START Material provided

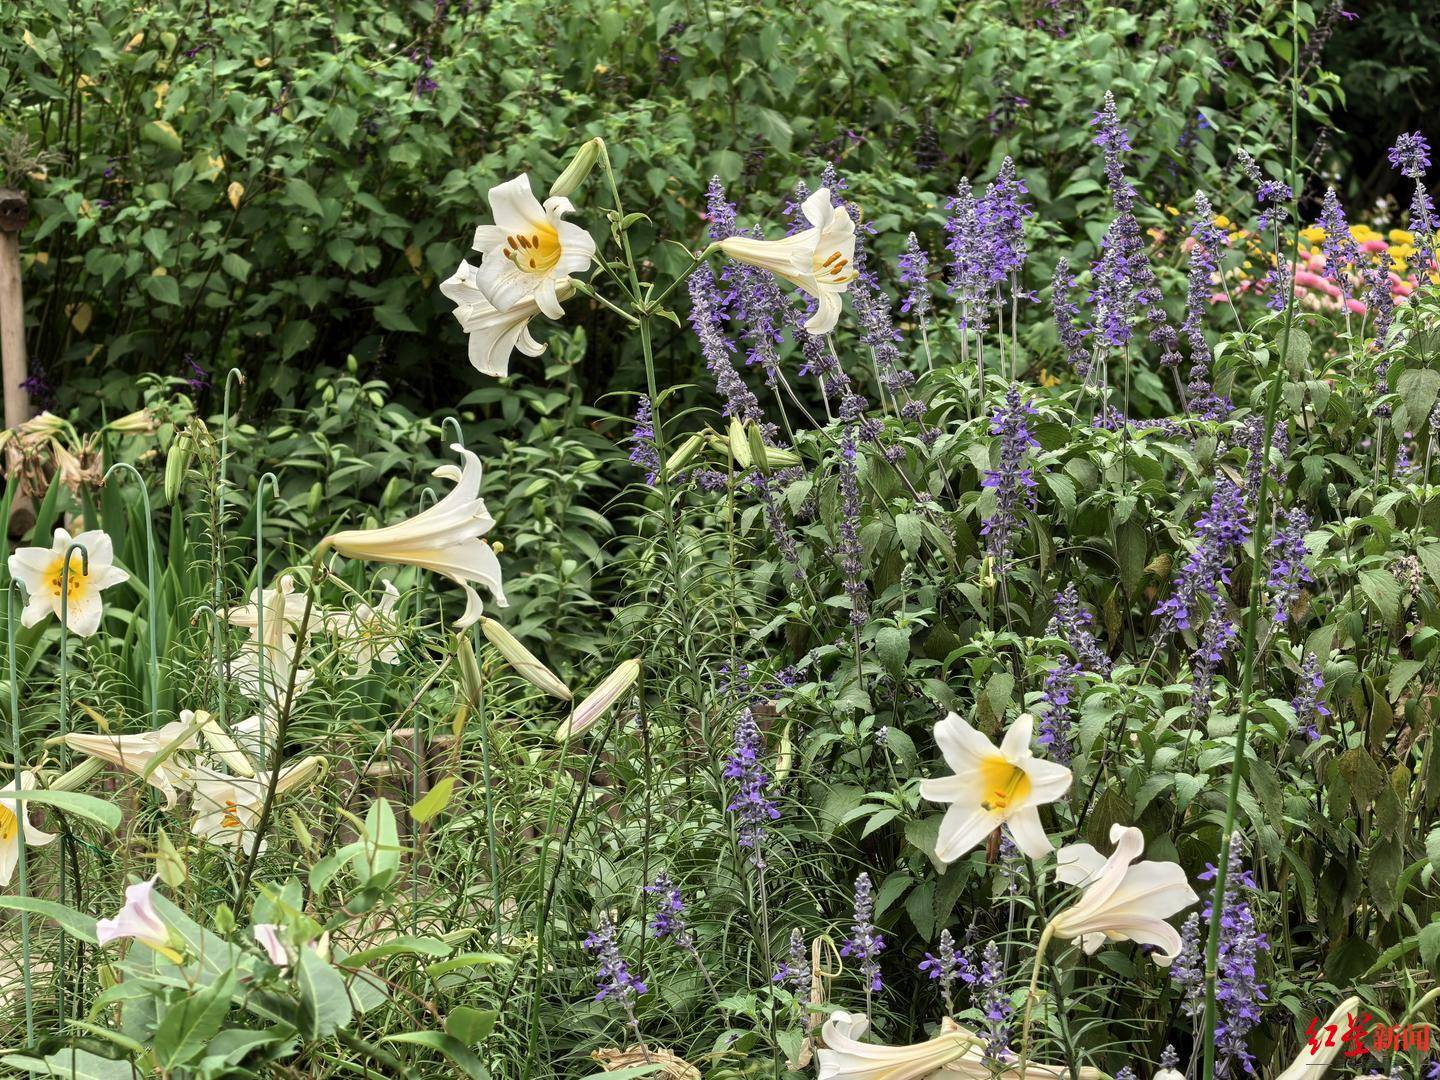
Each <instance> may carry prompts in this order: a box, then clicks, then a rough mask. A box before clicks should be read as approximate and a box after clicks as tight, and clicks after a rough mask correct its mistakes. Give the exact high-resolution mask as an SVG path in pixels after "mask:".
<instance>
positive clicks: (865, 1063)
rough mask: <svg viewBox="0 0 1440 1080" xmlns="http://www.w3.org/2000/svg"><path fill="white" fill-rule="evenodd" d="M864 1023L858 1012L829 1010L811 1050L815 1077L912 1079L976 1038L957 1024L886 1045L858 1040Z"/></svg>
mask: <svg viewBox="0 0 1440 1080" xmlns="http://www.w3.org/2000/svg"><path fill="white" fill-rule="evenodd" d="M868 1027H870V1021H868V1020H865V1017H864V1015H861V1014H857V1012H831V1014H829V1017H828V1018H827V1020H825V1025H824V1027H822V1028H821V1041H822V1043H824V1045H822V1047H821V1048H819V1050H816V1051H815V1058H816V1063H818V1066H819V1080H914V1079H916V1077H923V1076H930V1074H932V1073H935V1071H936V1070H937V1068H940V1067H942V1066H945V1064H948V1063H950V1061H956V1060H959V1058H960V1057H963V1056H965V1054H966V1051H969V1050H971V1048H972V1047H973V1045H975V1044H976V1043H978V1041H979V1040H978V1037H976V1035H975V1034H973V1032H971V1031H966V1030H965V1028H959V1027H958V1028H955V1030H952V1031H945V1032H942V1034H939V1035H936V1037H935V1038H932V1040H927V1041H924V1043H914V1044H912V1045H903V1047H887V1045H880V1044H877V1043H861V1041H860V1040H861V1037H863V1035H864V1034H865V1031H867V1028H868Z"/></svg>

END Material provided
START Material provided

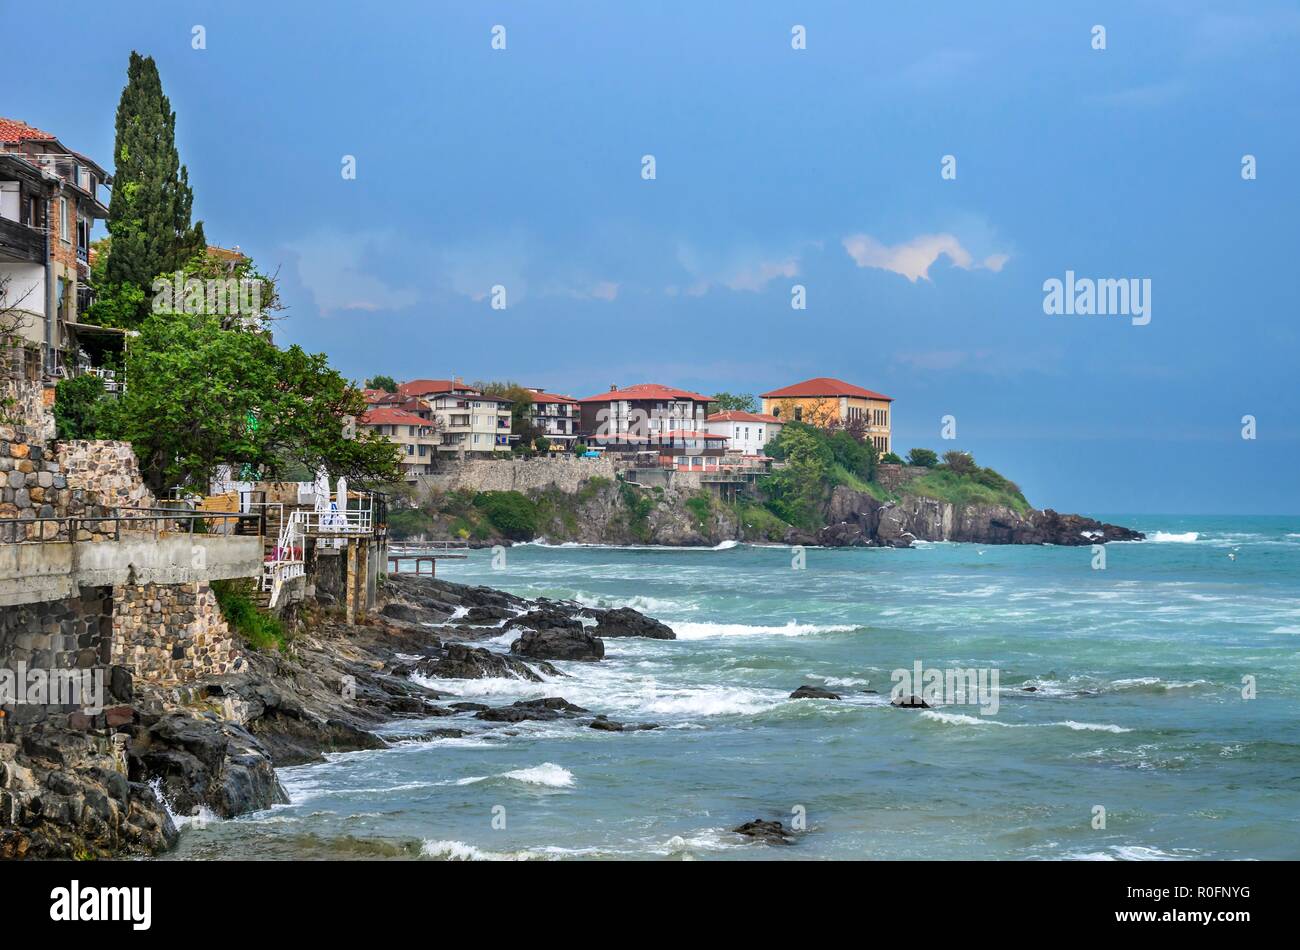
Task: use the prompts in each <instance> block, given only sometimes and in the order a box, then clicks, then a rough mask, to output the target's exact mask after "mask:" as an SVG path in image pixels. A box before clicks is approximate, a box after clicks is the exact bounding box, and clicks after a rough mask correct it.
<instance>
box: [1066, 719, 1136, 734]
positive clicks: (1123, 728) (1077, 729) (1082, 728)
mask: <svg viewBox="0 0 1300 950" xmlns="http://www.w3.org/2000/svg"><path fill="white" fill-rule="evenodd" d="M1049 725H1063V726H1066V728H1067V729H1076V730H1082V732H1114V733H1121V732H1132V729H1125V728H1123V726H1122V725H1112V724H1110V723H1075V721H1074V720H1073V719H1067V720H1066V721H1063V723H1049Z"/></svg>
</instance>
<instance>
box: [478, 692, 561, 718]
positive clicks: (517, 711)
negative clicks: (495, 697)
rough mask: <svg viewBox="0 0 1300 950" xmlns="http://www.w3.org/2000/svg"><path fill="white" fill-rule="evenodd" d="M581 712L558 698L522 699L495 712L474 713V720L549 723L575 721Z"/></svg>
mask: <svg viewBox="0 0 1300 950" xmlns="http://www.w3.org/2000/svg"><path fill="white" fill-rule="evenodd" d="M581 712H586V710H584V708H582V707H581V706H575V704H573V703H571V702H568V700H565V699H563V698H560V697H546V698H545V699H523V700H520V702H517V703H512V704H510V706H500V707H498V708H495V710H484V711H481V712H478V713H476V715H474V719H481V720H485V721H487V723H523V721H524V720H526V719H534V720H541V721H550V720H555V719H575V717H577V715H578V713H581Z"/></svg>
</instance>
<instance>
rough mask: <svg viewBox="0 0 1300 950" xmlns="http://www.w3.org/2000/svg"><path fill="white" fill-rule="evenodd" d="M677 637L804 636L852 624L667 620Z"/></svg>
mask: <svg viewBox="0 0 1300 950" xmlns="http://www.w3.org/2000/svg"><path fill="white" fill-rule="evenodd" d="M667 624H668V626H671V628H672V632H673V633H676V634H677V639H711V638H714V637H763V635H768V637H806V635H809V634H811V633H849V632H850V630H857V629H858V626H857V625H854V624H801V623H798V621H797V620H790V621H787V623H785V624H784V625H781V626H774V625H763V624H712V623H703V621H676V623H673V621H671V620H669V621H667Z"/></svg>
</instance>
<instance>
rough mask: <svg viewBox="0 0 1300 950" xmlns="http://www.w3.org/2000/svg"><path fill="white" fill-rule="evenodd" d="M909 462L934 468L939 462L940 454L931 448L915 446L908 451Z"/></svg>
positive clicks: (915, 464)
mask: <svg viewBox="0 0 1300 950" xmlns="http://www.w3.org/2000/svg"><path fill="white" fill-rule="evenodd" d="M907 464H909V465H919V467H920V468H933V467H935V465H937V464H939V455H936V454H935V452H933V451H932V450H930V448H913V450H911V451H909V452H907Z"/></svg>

END Material provided

_Task statement_. What lines above hold the word "pixels"? List them all.

_Solution_.
Each <instance> may carry prompts in this order: a box, then clicks, then a rough mask. A box before clicks should be read as approximate and a box after clicks as tight, and clicks after a rough mask correct its mistakes. Give the exact high-resolution mask as an SVG path in pixels after "mask:".
Task: use the prompts in each <instance> block, given only sometimes and in the order a box, then clicks, then a rough mask, to output the target's exact mask after "mask:" as an SVG path in image pixels. A box before clicks is approximate, a box after clicks is the exact bounding box, and clicks after a rough mask correct it.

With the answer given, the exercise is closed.